**** Source text ****

Bulk loading a Coherence cache from an Oracle Database

Recently, I’ve worked on a couple of projects that required pre-loading data from an Oracle Database table into an Oracle Coherence cache. There are many ways to accomplish this task, but what I’ve found to work well is to distribute the load processing to the Coherence grid itself. To do this, I use the Coherence Invocation Service.

To get started, let’s look at the SQL query that will be used to retrieve all rows from the underlying table (all columns have type VARCHAR2):

SELECT id, customer_id, zip5, zip4 FROM customer_zip

The class definition for the objects to be cached looks like:

public class CustomerZip
        implements ExternalizableLite, PortableObject
    {
    // ----- constructors ----------------------------------------------------

    public CustomerZip()
        {
        }

    public CustomerZip(String sId, String sCustomerId, String sZip5, String sZip4)

****

Written request 1
Count the lines of the listing that contain the string "pickleball", and give only the number.
The article on loading a Coherence cache has no connection to the listing that comes after it.

**** Data lines ****

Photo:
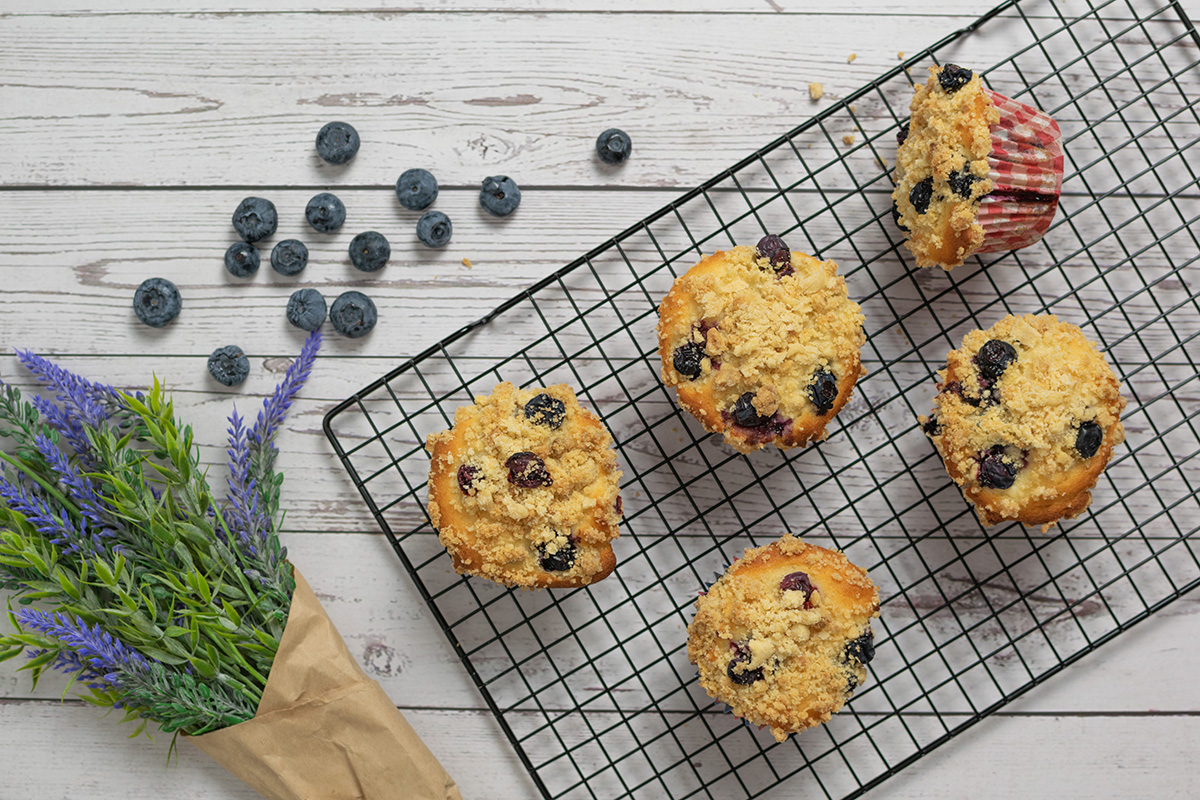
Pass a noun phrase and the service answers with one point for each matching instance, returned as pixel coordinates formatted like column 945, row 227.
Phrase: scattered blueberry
column 823, row 390
column 325, row 212
column 996, row 473
column 1089, row 438
column 353, row 314
column 546, row 410
column 921, row 194
column 953, row 77
column 229, row 365
column 861, row 649
column 417, row 188
column 241, row 259
column 747, row 415
column 613, row 146
column 255, row 218
column 337, row 142
column 561, row 560
column 688, row 360
column 289, row 257
column 467, row 476
column 435, row 229
column 527, row 470
column 994, row 359
column 499, row 196
column 156, row 301
column 775, row 251
column 370, row 251
column 306, row 310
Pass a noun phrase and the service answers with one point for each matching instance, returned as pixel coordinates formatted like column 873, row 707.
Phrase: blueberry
column 289, row 257
column 613, row 146
column 467, row 476
column 353, row 314
column 996, row 473
column 546, row 410
column 241, row 259
column 156, row 301
column 823, row 390
column 1089, row 438
column 435, row 229
column 743, row 677
column 527, row 470
column 953, row 77
column 337, row 142
column 775, row 251
column 370, row 251
column 499, row 196
column 747, row 415
column 861, row 649
column 255, row 218
column 229, row 365
column 994, row 359
column 306, row 310
column 561, row 560
column 325, row 212
column 687, row 360
column 921, row 194
column 417, row 188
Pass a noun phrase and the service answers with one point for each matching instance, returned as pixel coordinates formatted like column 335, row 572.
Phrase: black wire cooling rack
column 593, row 685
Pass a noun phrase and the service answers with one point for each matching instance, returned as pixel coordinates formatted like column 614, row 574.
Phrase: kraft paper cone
column 324, row 731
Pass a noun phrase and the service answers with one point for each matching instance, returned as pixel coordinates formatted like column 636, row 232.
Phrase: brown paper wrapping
column 324, row 731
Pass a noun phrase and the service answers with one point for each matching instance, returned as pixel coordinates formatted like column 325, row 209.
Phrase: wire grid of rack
column 592, row 685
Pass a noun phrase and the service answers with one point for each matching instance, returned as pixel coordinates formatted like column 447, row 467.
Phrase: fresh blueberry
column 255, row 218
column 1089, row 438
column 229, row 365
column 499, row 196
column 961, row 184
column 435, row 229
column 613, row 146
column 353, row 314
column 546, row 410
column 861, row 649
column 688, row 360
column 527, row 470
column 241, row 259
column 996, row 473
column 306, row 310
column 774, row 250
column 953, row 77
column 743, row 677
column 823, row 390
column 467, row 476
column 417, row 188
column 921, row 194
column 325, row 212
column 337, row 142
column 370, row 251
column 561, row 560
column 156, row 301
column 747, row 415
column 994, row 359
column 289, row 257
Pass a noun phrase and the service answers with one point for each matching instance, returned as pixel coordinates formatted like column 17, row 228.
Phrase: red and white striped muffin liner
column 1025, row 167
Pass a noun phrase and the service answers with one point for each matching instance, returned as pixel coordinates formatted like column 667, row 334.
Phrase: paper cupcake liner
column 1025, row 167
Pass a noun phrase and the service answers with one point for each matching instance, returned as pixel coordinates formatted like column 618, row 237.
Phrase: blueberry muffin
column 976, row 172
column 784, row 636
column 523, row 489
column 761, row 344
column 1026, row 417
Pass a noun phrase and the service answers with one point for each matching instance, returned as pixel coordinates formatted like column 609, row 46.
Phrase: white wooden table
column 131, row 128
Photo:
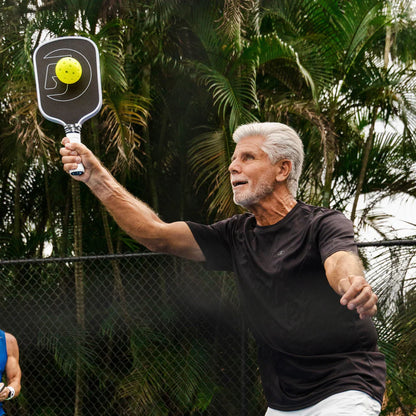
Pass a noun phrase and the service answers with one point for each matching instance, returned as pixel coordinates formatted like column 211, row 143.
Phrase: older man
column 301, row 282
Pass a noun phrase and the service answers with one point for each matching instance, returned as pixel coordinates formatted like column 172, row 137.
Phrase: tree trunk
column 367, row 149
column 80, row 300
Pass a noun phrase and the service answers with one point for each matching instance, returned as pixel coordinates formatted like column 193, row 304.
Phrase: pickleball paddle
column 68, row 83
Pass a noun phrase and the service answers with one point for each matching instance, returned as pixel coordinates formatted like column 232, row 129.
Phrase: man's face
column 252, row 175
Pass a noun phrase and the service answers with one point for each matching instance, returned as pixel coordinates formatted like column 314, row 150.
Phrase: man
column 9, row 364
column 301, row 282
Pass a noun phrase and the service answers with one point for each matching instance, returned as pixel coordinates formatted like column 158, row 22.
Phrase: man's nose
column 234, row 166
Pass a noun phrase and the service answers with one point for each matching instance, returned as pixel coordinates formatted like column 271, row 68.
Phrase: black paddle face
column 71, row 103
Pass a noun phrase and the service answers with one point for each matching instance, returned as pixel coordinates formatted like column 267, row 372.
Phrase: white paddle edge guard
column 76, row 138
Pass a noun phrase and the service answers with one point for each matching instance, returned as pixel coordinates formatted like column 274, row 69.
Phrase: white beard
column 249, row 198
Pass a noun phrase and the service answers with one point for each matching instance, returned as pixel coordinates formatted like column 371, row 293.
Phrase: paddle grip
column 73, row 132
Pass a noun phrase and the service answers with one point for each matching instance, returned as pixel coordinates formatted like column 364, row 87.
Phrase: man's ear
column 284, row 167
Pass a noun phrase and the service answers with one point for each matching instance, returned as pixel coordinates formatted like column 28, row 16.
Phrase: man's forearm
column 134, row 216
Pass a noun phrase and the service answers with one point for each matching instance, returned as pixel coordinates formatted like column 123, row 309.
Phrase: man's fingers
column 358, row 294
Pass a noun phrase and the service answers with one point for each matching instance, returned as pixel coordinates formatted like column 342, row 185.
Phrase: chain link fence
column 135, row 334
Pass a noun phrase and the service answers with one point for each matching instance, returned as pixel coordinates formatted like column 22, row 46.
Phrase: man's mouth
column 237, row 183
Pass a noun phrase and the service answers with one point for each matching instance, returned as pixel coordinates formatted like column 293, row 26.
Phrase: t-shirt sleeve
column 212, row 240
column 335, row 233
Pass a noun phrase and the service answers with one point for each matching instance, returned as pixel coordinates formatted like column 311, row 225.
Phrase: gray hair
column 281, row 142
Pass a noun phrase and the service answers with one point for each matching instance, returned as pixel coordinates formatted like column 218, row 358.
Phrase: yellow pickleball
column 68, row 70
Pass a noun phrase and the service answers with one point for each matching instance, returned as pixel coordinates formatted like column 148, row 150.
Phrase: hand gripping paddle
column 68, row 84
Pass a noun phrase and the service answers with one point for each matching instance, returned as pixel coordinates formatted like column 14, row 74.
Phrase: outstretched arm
column 345, row 274
column 132, row 215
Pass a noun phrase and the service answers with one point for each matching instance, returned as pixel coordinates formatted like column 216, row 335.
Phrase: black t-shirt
column 310, row 346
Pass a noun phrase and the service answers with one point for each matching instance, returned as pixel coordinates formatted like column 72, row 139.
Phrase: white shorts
column 347, row 403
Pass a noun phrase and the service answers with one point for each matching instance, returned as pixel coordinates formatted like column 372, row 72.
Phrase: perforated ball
column 68, row 70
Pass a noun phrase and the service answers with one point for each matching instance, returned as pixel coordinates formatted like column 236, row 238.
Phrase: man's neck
column 273, row 210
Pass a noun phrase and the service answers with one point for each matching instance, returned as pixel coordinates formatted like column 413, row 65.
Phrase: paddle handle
column 73, row 132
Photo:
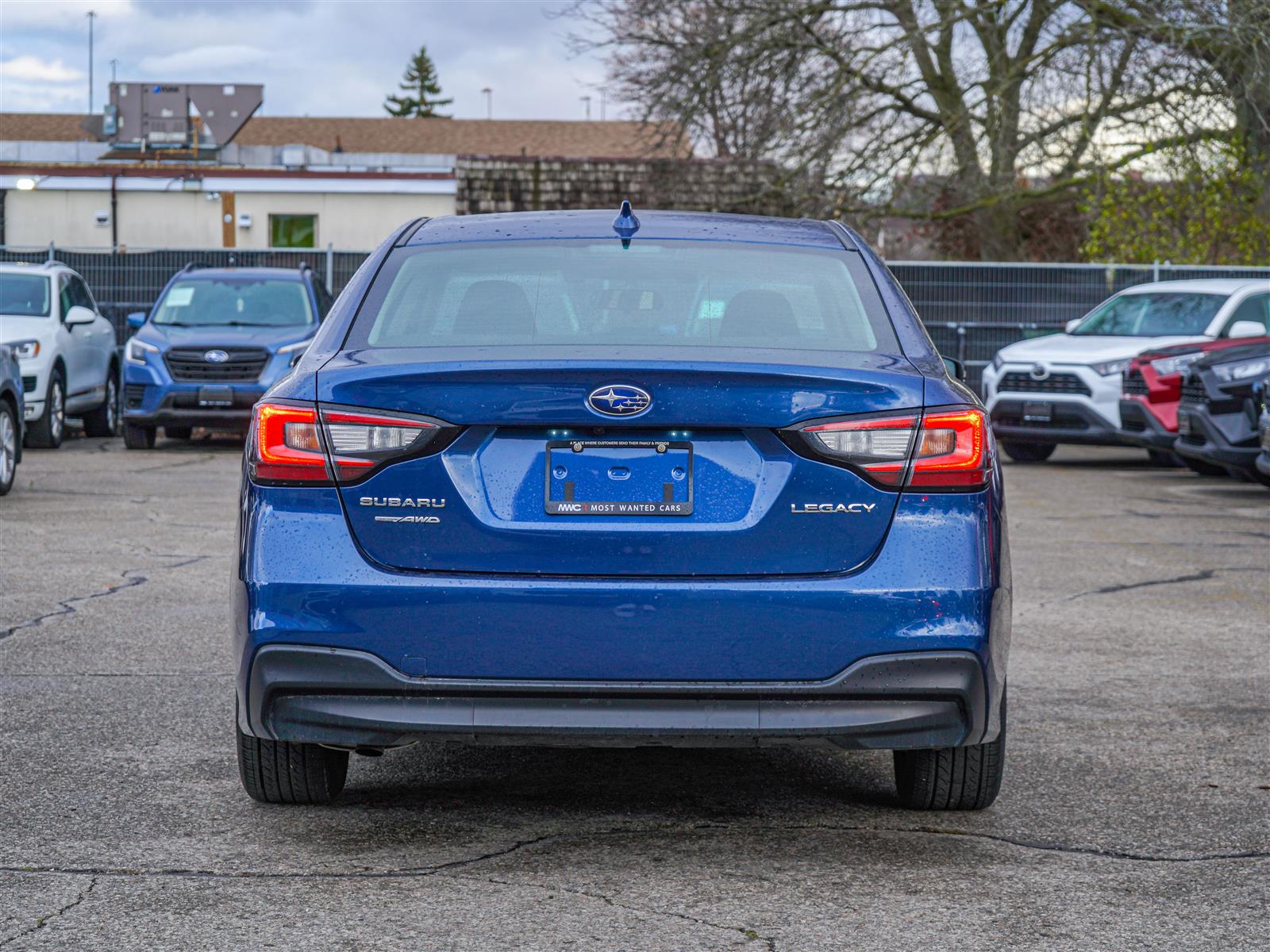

****

Written request 2
Answer these questions using the article on loading a Coherence cache:
(a) Which Coherence service does the author use to spread the load processing across the grid?
(b) What type do all the columns of the underlying table have?
(c) Which two interfaces does the CustomerZip class implement?

Task solution 1
2

Task solution 2
(a) The Coherence Invocation Service.
(b) VARCHAR2.
(c) ExternalizableLite and PortableObject.